» Reading passage
________________________

Looks good except for that "id with leading dash" logic. Hoping to get some feedback from Dave on that. http://codereview.adblockplus.org/4935175632846848/diff/5105650963054592/incl... File include.postload.js (right): http://codereview.adblockplus.org/4935175632846848/diff/5105650963054592/incl... include.postload.js:48: return s.replace(/^\d|^-(?![^\d-])|[^\w-]/g, escapeChar); On 2014/11/05 18:09:04, Sebastian Noack wrote: > And not > over-escaping those, doesn't add any complexity to the JS code, but just a > simple branch to the regex, which is justified IMO. I'll leave the decision on whether that branch in the regexp can be described as simple up to Dave. As to IDs starting with a dash - I don't buy into this being anywhere near common. At least EasyList and EasyList Germany only have filters referring to #\2d for one website. And it is really the entire ID in that case, so escaping is unavoidable. Not sure whether that site indeed had some element with id="-" at some point, it doesn't seem to have it now. http://codereview.adblockplus.org/4935175632846848/diff/5685265389584384/incl... File include.postload.js (right): http://codereview.adblockplus.org/4935175632846848/diff/5685265389584384/incl... include.postload.js:50: /^\d|^-(?![^\d-])|[^\w-\u0080-\uFFFF]/g, Constructing character classes that deal with large ranges was highly inefficient last time I tried using them. However, http://jsperf.com/character-classes-performance seems to confirm that there is no significant performance difference in modern browsers (anything below factor 10 doesn't really matter here, performance of this code isn't critical).
http://codereview.adblockplus.org/4935175632846848/diff/5685265389584384/incl... File include.postload.js (right): http://codereview.adblockplus.org/4935175632846848/diff/5685265389584384/incl... include.postload.js:50: /^\d|^-(?![^\d-])|[^\w-\u0080-\uFFFF]/g, On 2014/11/05 19:56:52, Wladimir Palant wrote: > Constructing character classes that deal with large ranges was highly > inefficient last time I tried using them. However, > http://jsperf.com/character-classes-performance seems to confirm that there is > no significant performance difference in modern browsers (anything below factor > 10 doesn't really matter here, performance of this code isn't critical). You forgot to run the regex, but there still isn't a notable difference: http://jsperf.com/character-classes-performance/2
On 2014/11/05 19:56:52, Wladimir Palant wrote: > Looks good except for that "id with leading dash" logic. Hoping to get some > feedback from Dave on that. > Well after looking through everything it appears that leading hyphens are OK as long as they're not followed by a digit or another hyphen. The regexp Sebastian has written seems fine to match those cases. (I have tested the escapeToken function for those situations as well and it works as I expected.) I can't find any information to say if escaping the leading hyphen like "\-" is enough to then make the selector valid or not however. I tried to read the "Grammer of CSS" document from w3 but if I'm honest I found it a little hard to digest.

________________________

» Dataset content

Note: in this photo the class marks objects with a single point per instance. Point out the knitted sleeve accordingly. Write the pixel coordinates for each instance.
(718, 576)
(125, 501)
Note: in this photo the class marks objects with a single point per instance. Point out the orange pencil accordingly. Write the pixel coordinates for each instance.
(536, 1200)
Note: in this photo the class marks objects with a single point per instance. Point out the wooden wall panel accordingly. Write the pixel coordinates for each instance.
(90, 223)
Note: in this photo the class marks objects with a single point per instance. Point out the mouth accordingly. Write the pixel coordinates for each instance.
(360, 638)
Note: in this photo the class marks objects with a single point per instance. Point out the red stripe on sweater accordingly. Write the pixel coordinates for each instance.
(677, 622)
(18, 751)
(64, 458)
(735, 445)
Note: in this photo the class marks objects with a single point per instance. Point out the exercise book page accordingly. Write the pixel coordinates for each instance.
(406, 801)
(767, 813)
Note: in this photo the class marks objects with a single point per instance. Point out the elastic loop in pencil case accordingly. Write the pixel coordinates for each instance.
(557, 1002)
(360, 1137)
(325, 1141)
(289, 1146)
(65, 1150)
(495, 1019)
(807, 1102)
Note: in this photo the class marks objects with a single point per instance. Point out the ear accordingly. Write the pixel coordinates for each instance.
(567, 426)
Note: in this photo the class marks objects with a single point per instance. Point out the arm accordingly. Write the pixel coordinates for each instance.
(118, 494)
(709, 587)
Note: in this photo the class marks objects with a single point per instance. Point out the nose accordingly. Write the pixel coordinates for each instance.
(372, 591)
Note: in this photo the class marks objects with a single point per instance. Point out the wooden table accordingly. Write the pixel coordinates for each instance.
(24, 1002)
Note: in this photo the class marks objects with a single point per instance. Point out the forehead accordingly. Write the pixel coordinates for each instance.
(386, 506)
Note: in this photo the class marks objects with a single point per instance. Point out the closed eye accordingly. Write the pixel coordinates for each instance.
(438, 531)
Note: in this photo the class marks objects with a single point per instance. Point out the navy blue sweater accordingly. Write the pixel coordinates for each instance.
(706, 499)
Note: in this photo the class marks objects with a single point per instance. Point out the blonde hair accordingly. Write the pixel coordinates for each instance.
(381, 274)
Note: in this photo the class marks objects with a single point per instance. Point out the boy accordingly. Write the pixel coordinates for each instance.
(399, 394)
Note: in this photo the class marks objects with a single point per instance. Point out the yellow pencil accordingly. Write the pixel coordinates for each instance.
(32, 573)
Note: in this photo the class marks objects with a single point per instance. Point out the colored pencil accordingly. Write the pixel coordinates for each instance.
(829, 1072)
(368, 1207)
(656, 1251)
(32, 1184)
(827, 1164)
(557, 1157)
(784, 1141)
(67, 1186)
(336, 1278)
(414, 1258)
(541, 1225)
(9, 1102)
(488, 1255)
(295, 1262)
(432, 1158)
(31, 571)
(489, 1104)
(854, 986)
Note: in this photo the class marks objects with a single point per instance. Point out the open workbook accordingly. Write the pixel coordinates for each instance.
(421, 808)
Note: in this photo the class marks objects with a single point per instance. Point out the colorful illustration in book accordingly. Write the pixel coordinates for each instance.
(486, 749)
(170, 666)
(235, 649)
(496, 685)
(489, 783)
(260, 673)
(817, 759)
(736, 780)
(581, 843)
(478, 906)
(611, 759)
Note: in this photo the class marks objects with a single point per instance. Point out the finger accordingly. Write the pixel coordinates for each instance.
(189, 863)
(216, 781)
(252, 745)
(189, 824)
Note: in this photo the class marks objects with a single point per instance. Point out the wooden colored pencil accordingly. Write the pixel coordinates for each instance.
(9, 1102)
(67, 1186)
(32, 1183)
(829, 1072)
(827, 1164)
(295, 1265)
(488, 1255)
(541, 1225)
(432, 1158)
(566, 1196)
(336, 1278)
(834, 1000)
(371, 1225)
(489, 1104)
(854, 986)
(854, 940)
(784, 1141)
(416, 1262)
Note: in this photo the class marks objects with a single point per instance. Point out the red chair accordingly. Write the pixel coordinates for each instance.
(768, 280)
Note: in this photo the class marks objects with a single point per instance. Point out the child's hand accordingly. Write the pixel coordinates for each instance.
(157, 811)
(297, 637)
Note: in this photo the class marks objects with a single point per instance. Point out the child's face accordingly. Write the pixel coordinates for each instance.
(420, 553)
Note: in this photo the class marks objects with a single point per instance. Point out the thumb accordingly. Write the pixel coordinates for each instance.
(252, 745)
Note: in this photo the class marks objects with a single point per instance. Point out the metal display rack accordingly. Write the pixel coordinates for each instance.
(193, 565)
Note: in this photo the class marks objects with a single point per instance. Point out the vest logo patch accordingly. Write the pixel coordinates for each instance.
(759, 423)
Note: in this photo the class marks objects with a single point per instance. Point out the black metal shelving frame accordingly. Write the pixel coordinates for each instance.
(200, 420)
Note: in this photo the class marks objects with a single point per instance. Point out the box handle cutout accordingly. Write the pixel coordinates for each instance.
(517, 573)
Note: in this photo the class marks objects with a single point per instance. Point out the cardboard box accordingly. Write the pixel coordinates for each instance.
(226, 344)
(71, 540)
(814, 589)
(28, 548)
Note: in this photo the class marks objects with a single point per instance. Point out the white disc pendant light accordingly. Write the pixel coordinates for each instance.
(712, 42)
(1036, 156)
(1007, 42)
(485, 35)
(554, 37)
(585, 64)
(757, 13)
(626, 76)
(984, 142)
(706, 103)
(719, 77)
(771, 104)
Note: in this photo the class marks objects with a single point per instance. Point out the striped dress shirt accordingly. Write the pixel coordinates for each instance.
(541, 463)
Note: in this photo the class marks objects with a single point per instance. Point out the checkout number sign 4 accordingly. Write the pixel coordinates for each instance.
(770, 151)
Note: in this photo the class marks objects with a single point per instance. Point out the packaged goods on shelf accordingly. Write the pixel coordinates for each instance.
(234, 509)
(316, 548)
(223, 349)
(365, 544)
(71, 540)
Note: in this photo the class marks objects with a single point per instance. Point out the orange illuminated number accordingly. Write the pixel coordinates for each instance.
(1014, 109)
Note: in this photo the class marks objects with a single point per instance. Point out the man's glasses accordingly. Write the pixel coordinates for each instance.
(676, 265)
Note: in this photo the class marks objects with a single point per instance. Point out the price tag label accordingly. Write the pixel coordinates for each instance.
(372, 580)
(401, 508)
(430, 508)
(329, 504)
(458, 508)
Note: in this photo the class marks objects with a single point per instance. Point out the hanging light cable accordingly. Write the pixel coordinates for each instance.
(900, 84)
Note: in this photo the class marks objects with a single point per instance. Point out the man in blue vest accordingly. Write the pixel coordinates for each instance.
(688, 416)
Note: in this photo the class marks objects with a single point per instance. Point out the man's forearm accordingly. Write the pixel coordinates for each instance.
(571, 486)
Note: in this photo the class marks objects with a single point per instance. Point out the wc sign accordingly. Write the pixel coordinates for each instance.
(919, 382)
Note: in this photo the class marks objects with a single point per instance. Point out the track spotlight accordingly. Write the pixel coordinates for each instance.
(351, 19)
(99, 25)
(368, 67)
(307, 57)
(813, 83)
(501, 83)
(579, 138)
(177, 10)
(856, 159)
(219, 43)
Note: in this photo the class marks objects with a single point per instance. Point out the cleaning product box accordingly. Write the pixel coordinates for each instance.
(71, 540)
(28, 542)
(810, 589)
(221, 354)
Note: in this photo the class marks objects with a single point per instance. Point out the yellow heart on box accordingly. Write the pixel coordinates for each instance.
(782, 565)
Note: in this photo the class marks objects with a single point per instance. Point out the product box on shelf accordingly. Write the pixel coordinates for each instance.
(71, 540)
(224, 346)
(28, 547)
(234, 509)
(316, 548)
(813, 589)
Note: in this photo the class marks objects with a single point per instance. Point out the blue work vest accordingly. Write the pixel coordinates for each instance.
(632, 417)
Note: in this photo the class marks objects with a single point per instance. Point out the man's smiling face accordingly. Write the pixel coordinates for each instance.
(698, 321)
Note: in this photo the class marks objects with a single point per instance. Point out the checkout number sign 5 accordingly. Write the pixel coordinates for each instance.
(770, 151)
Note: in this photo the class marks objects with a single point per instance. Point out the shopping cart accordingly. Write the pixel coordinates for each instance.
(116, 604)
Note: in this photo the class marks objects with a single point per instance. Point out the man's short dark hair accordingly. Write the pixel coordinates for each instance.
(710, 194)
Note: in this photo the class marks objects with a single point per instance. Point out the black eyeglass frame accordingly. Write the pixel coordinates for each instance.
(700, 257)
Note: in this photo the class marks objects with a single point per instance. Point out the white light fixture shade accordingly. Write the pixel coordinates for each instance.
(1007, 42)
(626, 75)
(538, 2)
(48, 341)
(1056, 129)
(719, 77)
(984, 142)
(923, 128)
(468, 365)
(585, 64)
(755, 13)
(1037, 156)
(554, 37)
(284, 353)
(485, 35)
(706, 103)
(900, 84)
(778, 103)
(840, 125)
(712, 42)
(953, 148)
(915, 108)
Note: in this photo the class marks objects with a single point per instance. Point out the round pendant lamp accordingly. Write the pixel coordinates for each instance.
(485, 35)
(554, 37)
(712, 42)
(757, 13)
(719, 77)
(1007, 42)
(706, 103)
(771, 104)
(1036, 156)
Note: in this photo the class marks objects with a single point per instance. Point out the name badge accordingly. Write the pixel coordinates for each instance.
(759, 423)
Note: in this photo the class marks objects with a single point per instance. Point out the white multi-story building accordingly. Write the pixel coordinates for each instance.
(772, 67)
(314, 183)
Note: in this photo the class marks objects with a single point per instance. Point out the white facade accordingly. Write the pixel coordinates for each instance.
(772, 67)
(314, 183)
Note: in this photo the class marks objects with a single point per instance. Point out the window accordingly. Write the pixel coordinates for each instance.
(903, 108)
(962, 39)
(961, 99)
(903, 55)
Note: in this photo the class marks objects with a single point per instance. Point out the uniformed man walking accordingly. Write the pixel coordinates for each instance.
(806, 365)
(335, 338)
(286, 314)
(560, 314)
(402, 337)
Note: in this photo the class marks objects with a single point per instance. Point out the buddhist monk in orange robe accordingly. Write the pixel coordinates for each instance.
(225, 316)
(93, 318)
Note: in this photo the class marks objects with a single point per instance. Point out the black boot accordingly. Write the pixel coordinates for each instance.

________________________

» What this exercise asks
1. According to the code review thread, which filter lists have filters referring to #\2d for only one website?
2. Pick up the code review thread from where it stops.

» Expected outputs
1. EasyList and EasyList Germany.

2.
On 2014/11/06 12:27:48, kzar wrote: > On 2014/11/05 19:56:52, Wladimir Palant wrote: > > Looks good except for that "id with leading dash" logic. Hoping to get some > > feedback from Dave on that. > > > > Well after looking through everything it appears that leading hyphens are OK as > long as they're not followed by a digit or another hyphen. The regexp Sebastian > has written seems fine to match those cases. (I have tested the escapeToken > function for those situations as well and it works as I expected.) > > I can't find any information to say if escaping the leading hyphen like "\-" is > enough to then make the selector valid or not however. I tried to read the > "Grammer of CSS" document from w3 but if I'm honest I found it a little hard to > digest. Over-escaping is generally fine. Theoretically we could escape any single character of the selector (except for those that are supposed to have a special meaning, like the leading # when selecting by id), and it will work in every browser. However, I'd prefer not to over-escape here.
As discussed with Wladmir, I've added a test case and renamed the function to escapeCSS(). Also I realized that RegExp objects using the global flag have state. Hence control characters weren't always escaped correctly. This also has been fixed now.
http://codereview.adblockplus.org/4935175632846848/diff/5685265389584384/incl... File include.postload.js (right): http://codereview.adblockplus.org/4935175632846848/diff/5685265389584384/incl... include.postload.js:50: /^\d|^-(?![^\d-])|[^\w-\u0080-\uFFFF]/g, On 2014/11/06 08:25:14, Sebastian Noack wrote: > You forgot to run the regex, but there still isn't a notable difference: > http://jsperf.com/character-classes-performance/2 No, I didn't intend to run it - the slowdown I know happened during initialization.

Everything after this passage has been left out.